> [SHORT TASK]:
Reproduce exactly the lines beginning with the line that contains "of the multi-story" and ending at the final line of the material below.
** start of DATASET **
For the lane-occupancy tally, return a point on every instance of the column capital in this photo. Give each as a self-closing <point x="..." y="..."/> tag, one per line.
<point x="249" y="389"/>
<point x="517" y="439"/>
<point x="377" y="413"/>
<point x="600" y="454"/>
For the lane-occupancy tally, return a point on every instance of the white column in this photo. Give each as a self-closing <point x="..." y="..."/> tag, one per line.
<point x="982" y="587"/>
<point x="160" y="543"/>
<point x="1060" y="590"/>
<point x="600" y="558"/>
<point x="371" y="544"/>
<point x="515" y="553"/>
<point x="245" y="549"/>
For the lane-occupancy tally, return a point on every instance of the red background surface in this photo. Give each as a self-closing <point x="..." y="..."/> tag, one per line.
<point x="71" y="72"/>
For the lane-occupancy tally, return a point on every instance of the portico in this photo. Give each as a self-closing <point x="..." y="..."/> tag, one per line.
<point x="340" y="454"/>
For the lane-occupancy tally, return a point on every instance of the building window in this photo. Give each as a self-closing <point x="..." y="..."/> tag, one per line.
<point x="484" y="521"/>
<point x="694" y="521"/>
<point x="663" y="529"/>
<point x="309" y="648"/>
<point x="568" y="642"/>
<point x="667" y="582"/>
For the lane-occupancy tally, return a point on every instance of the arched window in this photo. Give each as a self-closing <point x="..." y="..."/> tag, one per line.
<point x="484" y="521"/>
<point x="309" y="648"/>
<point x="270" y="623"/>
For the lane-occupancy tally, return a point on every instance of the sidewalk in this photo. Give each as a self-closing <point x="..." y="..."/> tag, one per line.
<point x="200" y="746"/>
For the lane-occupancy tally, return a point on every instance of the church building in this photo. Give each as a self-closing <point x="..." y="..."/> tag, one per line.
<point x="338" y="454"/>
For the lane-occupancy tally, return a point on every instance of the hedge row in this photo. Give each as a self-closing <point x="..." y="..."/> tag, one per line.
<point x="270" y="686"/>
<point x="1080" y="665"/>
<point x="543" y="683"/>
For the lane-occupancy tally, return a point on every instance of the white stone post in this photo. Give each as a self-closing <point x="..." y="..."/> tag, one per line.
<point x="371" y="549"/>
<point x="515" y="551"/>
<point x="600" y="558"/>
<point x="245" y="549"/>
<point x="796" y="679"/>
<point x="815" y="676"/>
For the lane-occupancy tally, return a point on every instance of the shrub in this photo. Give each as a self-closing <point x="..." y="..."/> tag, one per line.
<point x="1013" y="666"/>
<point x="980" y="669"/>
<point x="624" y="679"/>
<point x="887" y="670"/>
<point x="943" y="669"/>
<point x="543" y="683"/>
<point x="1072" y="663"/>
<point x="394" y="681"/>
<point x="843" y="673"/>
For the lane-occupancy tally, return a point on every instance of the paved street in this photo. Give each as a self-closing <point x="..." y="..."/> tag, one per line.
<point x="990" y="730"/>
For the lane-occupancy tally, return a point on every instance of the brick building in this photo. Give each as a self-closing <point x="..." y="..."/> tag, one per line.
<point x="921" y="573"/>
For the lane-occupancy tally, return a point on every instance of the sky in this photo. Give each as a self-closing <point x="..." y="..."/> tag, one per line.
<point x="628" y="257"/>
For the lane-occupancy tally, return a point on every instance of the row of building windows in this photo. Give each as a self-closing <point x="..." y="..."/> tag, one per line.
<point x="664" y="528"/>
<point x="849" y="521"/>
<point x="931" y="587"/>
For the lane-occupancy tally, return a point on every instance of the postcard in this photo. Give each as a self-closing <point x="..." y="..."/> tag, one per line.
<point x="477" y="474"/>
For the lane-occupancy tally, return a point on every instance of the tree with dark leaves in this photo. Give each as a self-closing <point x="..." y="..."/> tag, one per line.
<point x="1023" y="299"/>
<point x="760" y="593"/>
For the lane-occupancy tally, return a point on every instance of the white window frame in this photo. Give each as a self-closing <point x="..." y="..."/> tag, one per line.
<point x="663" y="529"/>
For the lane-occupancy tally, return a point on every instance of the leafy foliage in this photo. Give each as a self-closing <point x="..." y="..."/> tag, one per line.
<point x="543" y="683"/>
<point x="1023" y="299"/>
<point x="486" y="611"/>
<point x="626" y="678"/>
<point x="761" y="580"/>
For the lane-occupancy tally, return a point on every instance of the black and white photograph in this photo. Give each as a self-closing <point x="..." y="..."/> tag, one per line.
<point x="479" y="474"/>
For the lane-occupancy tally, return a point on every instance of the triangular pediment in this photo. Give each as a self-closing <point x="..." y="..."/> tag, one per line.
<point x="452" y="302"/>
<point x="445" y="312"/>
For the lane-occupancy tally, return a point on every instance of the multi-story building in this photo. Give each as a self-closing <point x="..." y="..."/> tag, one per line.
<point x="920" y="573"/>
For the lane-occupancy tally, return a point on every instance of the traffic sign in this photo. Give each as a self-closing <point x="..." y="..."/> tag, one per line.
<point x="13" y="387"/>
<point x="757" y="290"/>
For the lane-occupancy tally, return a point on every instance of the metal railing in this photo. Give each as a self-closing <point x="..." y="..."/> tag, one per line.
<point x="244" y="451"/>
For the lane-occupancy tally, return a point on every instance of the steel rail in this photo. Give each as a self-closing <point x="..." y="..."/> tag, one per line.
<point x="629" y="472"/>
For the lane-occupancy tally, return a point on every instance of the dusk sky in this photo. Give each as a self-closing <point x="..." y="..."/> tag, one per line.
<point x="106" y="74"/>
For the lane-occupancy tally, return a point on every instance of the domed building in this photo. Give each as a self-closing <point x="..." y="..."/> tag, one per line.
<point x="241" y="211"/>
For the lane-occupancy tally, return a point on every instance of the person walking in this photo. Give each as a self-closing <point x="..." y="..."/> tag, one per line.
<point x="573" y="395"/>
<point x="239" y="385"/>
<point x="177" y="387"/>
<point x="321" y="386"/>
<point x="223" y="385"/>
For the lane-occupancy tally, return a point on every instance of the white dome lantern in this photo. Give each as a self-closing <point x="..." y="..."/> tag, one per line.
** end of DATASET **
> [FINAL ANSWER]:
For the lane-occupancy tally, return a point on every instance of the multi-story building in this photo. Give each as a self-closing <point x="..." y="..."/> tag, one per line.
<point x="920" y="573"/>
For the lane-occupancy tally, return a point on every instance of the traffic sign in this photo. Give each as a self-closing <point x="..." y="..."/> tag, one per line.
<point x="13" y="387"/>
<point x="757" y="290"/>
For the lane-occupancy tally, return a point on every instance of the metal railing in this photo. Give each as a self-closing <point x="..." y="..."/> tag, one per line.
<point x="244" y="451"/>
For the lane-occupancy tally, return a point on every instance of the steel rail in this photo. Give each as a self-closing <point x="..." y="..."/> tag, one per line.
<point x="629" y="472"/>
For the lane-occupancy tally, return a point on every instance of the dusk sky in this photo. Give each as a self-closing <point x="..." y="..."/> tag, one per line.
<point x="106" y="74"/>
For the lane-occupancy tally, return a point on every instance of the domed building in this photo. Give each as a self-closing <point x="..." y="..."/> tag, one per line.
<point x="241" y="211"/>
For the lane-occupancy tally, return a point on every instance of the person walking in this photo. Give each as a self-closing <point x="..." y="..."/> tag, one per line.
<point x="573" y="395"/>
<point x="239" y="385"/>
<point x="177" y="387"/>
<point x="321" y="386"/>
<point x="223" y="385"/>
For the lane-occupancy tally, return a point on every instance of the white dome lantern in this photo. Give each as a self-closing <point x="..." y="..."/> tag, one per line.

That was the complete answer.